**Questions to answer:**
**a.** In the edgeR forum post, how many reps does each treatment have?
**b.** Please write a continuation of the edgeR forum post, starting after its final line of code.

I have a dataset set up as follows, it is leaf sample collections from trees subjected to three different treatments, 4 reps per treatment, from various locations on the trees, starting with the top and moving down:
id node_id treatment node_loc main_lateral 1 15_A_main 1 A main main 2 15_A_middle 17 A middle lateral 3 15_A_middle 14 A middle lateral 4 15_A_upper 9 A upper lateral 5 15_A_lower 26 A lower lateral 6 15_A_lower 20 A lower lateral 7 16_C_main 1 C main main 8 16_C_middle 14 C middle lateral 9 16_C_upper 7 C upper lateral 10 16_C_lower 25 C lower lateral 11 16_C_lower 22 C lower lateral 12 16_C_middle 17 C middle lateral 13 20_A_main 1 A main main 14 20_A_upper 9 A upper lateral 15 20_A_lower 19 A lower lateral 16 20_A_lower 17 A lower lateral 17 20_A_lower 16 A lower lateral 18 20_A_middle 12 A middle lateral 19 23_A_main 1 A main main 20 23_A_middle 15 A middle lateral
It's only partially shown here, but there are three treatments (A, B, C), a node_id column (a continuous variable in which all samples begin at 1, the collection from the main or top of the tree, and continue down the tree counted by number of nodes with variable distances from rep to rep), a node_loc column (these are designations for a binning the node_id by their collection point on the tree), and a main_lateral column (which simply delineates the collections from the main or top of the tree from the collection from lateral shoots, or a node_id of 1 versus and node_id of something >1).
I set up my analysis like this:
metadata <- read.delim("2020_branch_treatment_metadata.txt", check.names=FALSE) x <- read.delim("2020_branch_treatment_counts.txt", check.names=FALSE, header=TRUE, row.names="Geneid") x.cpm <- cpm(x) threshold <- x.cpm > 0.5 keep <- rowSums(threshold) >= 2 x.keep <- x[keep,] y <- DGEList(counts=x.keep, samples = metadata) y <- calcNormFactors(y)
Based on what I have seen in this forum and based on the response, I received earlier, I decided to try to fit the continuous data (node_id) to a spline since it will almost certainly not be linear, which I did as follows:
X <- ns(y$samples$node_id, df = 3)
I think I understand how to find DE genes that differ with the node_id which is one thing we want to investigate, based on this post ([edgeR time series analysis with no replicates]), and that it should be set up like:
treatment <- factor(y$samples$treatment) design <- model.matrix(~0 + treatment + treatment:X)

[Dataset entries]

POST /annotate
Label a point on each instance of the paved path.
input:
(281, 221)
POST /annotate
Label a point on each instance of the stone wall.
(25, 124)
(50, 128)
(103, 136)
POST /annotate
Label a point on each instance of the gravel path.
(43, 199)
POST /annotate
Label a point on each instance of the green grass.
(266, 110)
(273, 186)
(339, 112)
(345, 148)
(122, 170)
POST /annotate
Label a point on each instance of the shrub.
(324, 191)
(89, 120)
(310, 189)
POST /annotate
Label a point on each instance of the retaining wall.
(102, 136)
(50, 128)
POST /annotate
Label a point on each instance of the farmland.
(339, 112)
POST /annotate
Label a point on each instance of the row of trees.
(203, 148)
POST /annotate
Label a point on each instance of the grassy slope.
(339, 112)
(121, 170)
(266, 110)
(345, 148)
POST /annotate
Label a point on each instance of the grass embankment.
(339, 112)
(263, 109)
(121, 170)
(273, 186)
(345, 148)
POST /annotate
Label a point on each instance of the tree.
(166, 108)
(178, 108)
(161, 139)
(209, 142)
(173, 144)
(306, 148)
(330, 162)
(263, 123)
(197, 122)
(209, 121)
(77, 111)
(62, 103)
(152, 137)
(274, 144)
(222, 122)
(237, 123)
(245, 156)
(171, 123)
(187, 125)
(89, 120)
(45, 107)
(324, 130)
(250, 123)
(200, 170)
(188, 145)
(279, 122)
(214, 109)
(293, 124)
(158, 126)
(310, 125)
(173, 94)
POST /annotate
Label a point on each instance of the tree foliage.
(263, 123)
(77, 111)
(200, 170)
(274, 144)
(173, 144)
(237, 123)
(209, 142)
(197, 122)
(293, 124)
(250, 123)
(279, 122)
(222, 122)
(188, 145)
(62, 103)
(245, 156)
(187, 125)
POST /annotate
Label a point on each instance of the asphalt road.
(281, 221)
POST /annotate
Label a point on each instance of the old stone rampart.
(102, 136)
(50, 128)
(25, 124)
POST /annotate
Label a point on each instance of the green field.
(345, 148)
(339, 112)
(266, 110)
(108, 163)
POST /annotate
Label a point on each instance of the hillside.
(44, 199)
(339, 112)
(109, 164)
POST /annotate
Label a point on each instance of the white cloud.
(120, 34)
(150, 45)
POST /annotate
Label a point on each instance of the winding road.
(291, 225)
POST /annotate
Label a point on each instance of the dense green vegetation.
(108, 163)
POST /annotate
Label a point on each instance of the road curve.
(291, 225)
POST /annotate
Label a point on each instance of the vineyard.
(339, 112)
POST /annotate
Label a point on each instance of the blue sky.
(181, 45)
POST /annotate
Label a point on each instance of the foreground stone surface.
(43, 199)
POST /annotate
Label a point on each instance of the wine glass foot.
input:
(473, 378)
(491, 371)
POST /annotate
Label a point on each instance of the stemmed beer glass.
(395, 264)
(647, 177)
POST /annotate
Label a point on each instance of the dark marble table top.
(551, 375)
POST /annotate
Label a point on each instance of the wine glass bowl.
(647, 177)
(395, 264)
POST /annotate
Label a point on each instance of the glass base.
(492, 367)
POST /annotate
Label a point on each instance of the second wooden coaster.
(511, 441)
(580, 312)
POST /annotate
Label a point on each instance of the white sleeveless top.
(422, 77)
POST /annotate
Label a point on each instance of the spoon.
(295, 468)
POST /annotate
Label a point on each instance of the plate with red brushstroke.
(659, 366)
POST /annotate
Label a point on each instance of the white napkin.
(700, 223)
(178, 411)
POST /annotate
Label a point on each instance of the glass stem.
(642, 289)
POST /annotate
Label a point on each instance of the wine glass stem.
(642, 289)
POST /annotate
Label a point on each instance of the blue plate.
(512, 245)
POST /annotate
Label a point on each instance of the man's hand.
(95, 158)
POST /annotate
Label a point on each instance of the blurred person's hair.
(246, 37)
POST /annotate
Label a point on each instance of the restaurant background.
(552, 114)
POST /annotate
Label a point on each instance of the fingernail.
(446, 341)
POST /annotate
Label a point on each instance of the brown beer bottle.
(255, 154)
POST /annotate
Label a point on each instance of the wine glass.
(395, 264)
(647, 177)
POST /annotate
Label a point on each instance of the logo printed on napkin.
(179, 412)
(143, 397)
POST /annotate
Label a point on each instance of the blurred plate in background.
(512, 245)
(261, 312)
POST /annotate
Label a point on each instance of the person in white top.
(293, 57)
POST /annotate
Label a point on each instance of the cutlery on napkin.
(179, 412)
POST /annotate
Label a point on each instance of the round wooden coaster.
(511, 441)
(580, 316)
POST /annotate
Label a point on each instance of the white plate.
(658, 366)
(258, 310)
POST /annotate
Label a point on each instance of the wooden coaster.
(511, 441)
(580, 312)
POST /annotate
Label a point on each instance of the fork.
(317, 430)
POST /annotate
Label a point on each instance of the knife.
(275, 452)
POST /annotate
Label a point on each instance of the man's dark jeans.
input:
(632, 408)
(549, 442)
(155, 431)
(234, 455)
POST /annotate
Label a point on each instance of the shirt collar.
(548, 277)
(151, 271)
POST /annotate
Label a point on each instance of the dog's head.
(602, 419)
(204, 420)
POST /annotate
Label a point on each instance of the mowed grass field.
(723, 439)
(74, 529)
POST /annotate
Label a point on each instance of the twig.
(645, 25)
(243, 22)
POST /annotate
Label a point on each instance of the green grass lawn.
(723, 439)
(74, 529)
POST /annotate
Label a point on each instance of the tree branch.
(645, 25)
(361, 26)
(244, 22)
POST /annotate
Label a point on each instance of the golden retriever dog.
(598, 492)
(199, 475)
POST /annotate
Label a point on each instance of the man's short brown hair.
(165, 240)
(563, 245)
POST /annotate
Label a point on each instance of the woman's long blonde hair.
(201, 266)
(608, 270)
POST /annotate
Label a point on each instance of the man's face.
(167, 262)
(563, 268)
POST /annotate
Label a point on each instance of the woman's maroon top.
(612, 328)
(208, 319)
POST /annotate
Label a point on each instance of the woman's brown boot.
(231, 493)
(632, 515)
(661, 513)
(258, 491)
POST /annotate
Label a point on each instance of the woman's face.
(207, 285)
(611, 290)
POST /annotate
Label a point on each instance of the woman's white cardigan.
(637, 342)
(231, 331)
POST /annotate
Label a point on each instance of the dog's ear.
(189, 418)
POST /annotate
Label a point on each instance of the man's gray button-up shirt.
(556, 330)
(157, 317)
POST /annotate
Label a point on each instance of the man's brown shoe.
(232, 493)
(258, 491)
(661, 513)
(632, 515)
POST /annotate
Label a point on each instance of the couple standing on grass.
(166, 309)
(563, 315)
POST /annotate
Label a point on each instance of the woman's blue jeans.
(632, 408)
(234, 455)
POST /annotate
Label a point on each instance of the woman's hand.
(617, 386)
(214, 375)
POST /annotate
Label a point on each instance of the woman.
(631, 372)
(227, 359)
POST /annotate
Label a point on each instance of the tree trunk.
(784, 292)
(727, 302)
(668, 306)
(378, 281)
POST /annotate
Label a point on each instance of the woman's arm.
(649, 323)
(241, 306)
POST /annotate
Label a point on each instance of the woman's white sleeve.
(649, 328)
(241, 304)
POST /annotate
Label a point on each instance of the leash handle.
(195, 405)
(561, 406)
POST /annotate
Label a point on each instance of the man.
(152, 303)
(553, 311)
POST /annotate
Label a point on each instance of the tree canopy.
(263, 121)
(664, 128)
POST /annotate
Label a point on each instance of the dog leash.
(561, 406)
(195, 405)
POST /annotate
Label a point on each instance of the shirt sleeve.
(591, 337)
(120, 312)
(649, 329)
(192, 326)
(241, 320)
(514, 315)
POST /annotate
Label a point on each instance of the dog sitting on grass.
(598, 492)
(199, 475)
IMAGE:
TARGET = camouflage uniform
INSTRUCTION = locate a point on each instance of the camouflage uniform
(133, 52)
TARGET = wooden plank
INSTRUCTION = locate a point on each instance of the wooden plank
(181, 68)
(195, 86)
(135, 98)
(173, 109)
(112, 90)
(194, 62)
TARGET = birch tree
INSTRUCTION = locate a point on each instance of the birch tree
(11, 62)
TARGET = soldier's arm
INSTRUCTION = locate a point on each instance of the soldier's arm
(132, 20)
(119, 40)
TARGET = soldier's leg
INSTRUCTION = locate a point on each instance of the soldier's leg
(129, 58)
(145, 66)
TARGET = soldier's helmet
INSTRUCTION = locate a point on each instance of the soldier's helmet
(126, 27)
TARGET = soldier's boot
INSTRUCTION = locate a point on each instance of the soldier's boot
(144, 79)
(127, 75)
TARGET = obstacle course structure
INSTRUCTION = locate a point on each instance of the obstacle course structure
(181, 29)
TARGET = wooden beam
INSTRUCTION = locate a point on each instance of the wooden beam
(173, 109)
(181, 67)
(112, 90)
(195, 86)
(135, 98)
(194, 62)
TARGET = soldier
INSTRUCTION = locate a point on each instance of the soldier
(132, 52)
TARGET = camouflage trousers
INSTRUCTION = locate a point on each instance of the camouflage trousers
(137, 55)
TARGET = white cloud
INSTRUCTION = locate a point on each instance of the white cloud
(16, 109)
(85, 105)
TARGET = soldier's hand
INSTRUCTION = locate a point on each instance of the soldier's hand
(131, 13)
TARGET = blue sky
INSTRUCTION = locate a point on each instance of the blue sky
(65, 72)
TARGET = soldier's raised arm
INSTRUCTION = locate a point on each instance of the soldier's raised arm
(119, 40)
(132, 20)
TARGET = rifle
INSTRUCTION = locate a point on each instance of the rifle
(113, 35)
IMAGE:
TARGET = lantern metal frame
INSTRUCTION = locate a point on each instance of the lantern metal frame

**Answers below:**
**a.** Four reps per treatment.

**b.**
There are two other things we would like to do with these data:
1) We would like to find DE genes with expression changes associated with their distance from the main/top of the tree and then group them into heatmaps/dendrograms based on their mean expression values, but delineated by the more easy-to-understand node_loc (treatment_main/middle/lower/upper). I'm not really sure how or if the data fitted to a spline would fit into that or how to set up the design. If not would the following make sense?
treatment <- factor(y$samples$treatment) node_loc <- factor(y$samples$node_loc) design <- model.matrix(~0 + treatment + node_loc)
2) We are also interested in genes that are uniquely differentially expressed in the main versus those in the laterals, especially those in treatment A and B versus C. Again, I'm not sure whether or not to incorporate the spline into the design or not. Would the following work to do this?
treatment <- factor(y$samples$treatment) main_lateral <- factor(y$samples$main_lateral) design <- model.matrix(~0 + treatment + main_lateral + treatment:main_lateral)
If anyone could let me know whether or not I'm on the right track or not, I'd greatly appreciate it. I'm just really confused on how to handle these different categories of data that are mostly redundant descriptions of the node_id, which is the only variable other than treatment that seems to have any actual measurable value.